What is acupuncture?
Acupuncture is the practise of inserting fine, solid needles into the body for pain relief or, in some cases, to help the body deal with other diseases.
Legally, acupuncture on animals must be carried out by a suitably qualified Veterinary Surgeon.
Tigger, who is 18years old, has got a new lease of life since having acupuncture.
When do we use acupuncture?
In Veterinary medicine the most common use of acupuncture is as a part of a pain management plan. Often this is pain from chronic conditions such as arthritis, hip or elbow dysplasia, cruciate and disc disease.
Acupuncture can be especially helpful with primary and secondary muscle pain. Primary pain within the muscle and fascia is often noted soon after trauma has occurred. Secondary muscle pain (sometimes referred to as compensatory muscle pain) can be a more insidious pain that builds up over time in areas away from the original source of pain and may be more painful than the original cause.
Acupuncture is most often used in addition to orthodox treatment and can sometimes be helpful when that treatment is no longer as effective as it once was.
Sometimes we use acupuncture for other types of pain and to help functional conditions such as constipation and wound healing. It is sometimes necessary to use electroacupuncture when the response does not last as long as we would like.
How does acupuncture work?

• **DATA EXTRACTS**
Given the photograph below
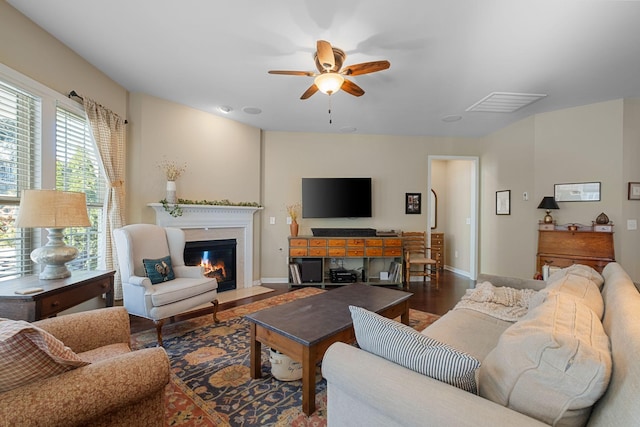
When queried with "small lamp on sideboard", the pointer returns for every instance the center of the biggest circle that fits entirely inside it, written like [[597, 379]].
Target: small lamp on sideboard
[[548, 203], [54, 210]]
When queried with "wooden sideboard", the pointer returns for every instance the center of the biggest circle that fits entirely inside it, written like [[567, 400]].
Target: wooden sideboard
[[437, 249], [562, 248], [368, 255]]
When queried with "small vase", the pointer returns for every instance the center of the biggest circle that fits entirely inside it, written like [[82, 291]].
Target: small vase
[[602, 219], [171, 192], [293, 228]]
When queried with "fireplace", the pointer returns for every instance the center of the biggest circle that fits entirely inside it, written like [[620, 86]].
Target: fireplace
[[218, 257]]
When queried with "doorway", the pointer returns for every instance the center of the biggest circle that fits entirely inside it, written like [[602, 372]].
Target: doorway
[[455, 180]]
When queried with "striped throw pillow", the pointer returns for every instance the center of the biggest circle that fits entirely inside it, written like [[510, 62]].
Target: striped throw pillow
[[405, 346]]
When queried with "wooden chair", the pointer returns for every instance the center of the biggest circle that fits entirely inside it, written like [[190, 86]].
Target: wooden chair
[[417, 253]]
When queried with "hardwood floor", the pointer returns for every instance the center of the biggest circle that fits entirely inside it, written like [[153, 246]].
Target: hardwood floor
[[426, 297]]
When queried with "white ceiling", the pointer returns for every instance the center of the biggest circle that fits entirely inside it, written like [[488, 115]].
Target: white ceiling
[[445, 56]]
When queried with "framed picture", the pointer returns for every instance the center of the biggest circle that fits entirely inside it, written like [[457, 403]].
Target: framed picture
[[503, 202], [577, 192], [634, 191], [413, 203]]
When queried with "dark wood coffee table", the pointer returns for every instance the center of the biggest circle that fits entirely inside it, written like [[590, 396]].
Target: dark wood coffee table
[[305, 328]]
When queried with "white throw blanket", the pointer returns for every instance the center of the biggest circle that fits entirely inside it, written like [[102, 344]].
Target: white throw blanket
[[500, 302]]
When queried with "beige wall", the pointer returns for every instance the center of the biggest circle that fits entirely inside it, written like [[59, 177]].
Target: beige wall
[[223, 159], [46, 60], [598, 142], [629, 240], [507, 242], [397, 165]]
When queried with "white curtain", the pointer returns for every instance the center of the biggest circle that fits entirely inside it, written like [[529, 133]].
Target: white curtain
[[108, 131]]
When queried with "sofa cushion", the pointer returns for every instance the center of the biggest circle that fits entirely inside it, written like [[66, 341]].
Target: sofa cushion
[[28, 353], [552, 365], [578, 270], [581, 288], [405, 346], [159, 270], [469, 331]]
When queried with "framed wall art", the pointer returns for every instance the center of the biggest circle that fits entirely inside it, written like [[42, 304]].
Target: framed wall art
[[577, 192], [634, 191], [503, 202], [413, 203]]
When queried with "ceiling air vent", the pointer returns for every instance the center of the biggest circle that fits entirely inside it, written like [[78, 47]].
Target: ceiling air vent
[[505, 102]]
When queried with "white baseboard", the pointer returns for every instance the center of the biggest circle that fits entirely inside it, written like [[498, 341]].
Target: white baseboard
[[274, 280], [458, 271]]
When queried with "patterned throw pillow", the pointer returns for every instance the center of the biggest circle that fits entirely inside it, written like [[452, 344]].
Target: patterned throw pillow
[[28, 354], [405, 346], [159, 270]]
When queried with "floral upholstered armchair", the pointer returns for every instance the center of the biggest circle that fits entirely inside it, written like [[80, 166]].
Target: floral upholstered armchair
[[116, 387]]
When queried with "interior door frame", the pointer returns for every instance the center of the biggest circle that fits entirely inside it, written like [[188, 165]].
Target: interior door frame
[[474, 203]]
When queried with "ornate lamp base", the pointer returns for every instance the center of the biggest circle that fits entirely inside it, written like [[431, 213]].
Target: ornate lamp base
[[54, 255]]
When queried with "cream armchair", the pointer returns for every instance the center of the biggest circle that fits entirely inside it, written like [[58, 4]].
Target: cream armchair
[[158, 302]]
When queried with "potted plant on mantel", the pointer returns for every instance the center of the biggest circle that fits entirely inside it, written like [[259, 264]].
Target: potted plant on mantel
[[293, 211]]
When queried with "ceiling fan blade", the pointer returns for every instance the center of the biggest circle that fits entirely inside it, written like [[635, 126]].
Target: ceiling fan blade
[[312, 89], [352, 88], [365, 68], [293, 73], [325, 54]]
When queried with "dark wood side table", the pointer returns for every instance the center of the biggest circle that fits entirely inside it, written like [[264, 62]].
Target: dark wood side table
[[56, 296]]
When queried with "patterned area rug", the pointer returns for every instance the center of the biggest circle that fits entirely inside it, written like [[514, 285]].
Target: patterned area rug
[[210, 381]]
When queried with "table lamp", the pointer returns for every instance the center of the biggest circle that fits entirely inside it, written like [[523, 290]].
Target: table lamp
[[548, 203], [53, 210]]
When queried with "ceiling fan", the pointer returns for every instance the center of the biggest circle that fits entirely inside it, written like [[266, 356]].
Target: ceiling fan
[[330, 77]]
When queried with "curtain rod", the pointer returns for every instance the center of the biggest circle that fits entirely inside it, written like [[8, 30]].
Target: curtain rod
[[74, 93]]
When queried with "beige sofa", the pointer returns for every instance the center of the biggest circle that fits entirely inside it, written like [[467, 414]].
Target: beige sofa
[[118, 388], [366, 390]]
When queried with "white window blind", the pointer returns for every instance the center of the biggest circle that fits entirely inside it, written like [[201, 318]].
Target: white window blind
[[78, 169], [20, 124]]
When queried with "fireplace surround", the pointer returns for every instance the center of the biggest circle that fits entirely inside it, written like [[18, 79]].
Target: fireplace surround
[[206, 222], [217, 258]]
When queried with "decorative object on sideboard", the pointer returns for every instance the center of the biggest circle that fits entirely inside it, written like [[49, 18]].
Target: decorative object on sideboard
[[602, 223], [548, 203], [294, 211], [634, 191], [54, 210], [503, 202], [577, 192], [602, 219]]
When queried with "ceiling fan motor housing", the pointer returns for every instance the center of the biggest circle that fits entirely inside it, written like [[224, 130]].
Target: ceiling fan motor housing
[[339, 57]]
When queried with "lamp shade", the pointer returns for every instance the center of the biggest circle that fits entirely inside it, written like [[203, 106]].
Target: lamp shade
[[548, 202], [52, 209], [329, 83]]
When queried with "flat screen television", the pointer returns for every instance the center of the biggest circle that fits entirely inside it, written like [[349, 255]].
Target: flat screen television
[[336, 197]]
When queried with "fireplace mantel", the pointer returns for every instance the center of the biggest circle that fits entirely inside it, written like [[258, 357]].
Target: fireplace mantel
[[217, 217]]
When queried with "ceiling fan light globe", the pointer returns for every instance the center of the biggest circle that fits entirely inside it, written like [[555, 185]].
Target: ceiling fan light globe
[[329, 83]]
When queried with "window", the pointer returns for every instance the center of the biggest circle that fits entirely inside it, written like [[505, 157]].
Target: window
[[78, 169], [45, 142]]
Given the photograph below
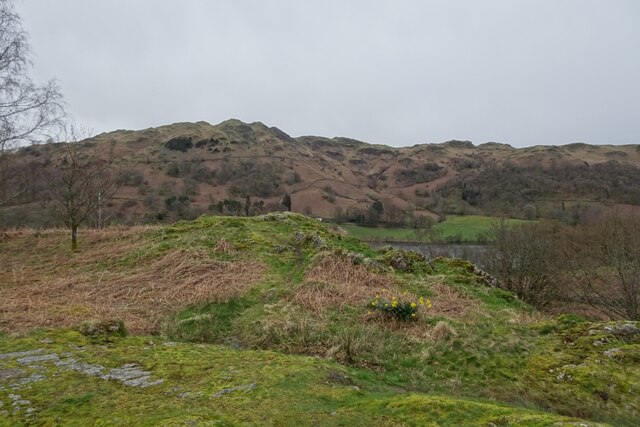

• **YOUR ASSIGNMENT**
Carry on the text about acupuncture for animals, writing on from its final line.

• **THE ANSWER**
Acupuncture stimulates the nervous system, increases circulation and relieves muscle spasms. The needles block some of the pain messages sent and encourage the brain and central nervous system to produce more of the body’s natural painkillers. In conditions that are not painful, acupuncture may help to reset the body’s normal functioning.
Will it hurt?
As acupuncture needles are very small and inserting them is virtually painless, most of the time animals accept the treatment very well and often become relaxed and sleepy.
Sometimes animals may react to the initial sensation as though they are expecting pain, but then relax because it does not occur. If the area being treated is very sensitive we may use different or less needles.
How often would my pet be treated?
The usual course is usually once a week for four to six weeks.
After four weeks we should know whether acupuncture is working for your pet and then, depending on the condition and how they have responded, we will work out an individually tailored plan that usually involves adjusting the frequency of the treatment so that the effect is maintained for as long as possible.